--- Stated task ---
Extract each line of the rows below that contains the word "face", and copy every such line in full.

— start Entries shown —

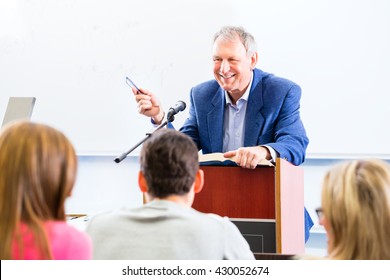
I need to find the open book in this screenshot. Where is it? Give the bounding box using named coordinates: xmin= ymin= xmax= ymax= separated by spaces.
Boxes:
xmin=199 ymin=153 xmax=274 ymax=166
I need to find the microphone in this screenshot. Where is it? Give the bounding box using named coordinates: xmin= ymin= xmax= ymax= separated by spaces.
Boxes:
xmin=167 ymin=100 xmax=186 ymax=120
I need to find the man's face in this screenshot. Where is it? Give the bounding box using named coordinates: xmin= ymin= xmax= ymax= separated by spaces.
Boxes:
xmin=213 ymin=36 xmax=257 ymax=99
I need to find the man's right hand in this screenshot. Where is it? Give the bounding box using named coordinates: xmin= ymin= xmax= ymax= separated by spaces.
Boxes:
xmin=132 ymin=88 xmax=164 ymax=124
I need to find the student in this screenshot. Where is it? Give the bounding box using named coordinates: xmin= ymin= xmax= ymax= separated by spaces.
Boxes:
xmin=0 ymin=121 xmax=92 ymax=260
xmin=87 ymin=129 xmax=254 ymax=260
xmin=133 ymin=26 xmax=313 ymax=241
xmin=317 ymin=159 xmax=390 ymax=260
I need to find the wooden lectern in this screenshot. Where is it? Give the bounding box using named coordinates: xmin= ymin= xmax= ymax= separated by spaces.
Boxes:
xmin=193 ymin=158 xmax=305 ymax=254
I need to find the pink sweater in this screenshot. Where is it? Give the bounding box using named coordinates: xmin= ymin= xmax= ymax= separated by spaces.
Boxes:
xmin=12 ymin=221 xmax=92 ymax=260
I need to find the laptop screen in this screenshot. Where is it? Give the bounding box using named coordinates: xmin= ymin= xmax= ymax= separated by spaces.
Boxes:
xmin=1 ymin=97 xmax=36 ymax=127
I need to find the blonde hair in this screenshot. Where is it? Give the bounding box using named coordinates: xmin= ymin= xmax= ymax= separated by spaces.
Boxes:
xmin=0 ymin=121 xmax=77 ymax=259
xmin=322 ymin=159 xmax=390 ymax=260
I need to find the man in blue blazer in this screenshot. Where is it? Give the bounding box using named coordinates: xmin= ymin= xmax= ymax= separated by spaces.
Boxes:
xmin=133 ymin=26 xmax=313 ymax=239
xmin=180 ymin=69 xmax=308 ymax=168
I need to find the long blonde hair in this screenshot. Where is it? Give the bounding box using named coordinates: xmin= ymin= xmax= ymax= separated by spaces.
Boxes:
xmin=322 ymin=159 xmax=390 ymax=260
xmin=0 ymin=121 xmax=77 ymax=259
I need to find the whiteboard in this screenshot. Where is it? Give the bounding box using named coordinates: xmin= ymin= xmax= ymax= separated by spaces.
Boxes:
xmin=0 ymin=0 xmax=390 ymax=157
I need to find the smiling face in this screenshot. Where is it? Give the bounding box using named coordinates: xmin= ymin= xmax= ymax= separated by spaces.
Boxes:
xmin=213 ymin=36 xmax=257 ymax=101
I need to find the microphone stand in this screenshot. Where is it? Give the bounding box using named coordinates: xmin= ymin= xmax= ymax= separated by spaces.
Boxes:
xmin=114 ymin=114 xmax=175 ymax=163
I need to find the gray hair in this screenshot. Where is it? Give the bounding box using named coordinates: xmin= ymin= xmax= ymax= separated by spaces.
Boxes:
xmin=213 ymin=26 xmax=257 ymax=56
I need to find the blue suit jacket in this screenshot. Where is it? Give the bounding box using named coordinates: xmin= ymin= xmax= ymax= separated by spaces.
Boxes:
xmin=180 ymin=69 xmax=309 ymax=165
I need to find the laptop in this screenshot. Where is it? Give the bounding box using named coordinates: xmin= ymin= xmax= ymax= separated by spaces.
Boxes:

— end Entries shown —

--- Solution for this problem ---
I need to find the man's face in this screenshot. Where is it? Give the bounding box using named coordinates: xmin= ymin= xmax= ymax= separated by spaces.
I need to find the smiling face in this screenshot. Where is it? Give the bounding box using named coordinates: xmin= ymin= xmax= ymax= separated by spaces.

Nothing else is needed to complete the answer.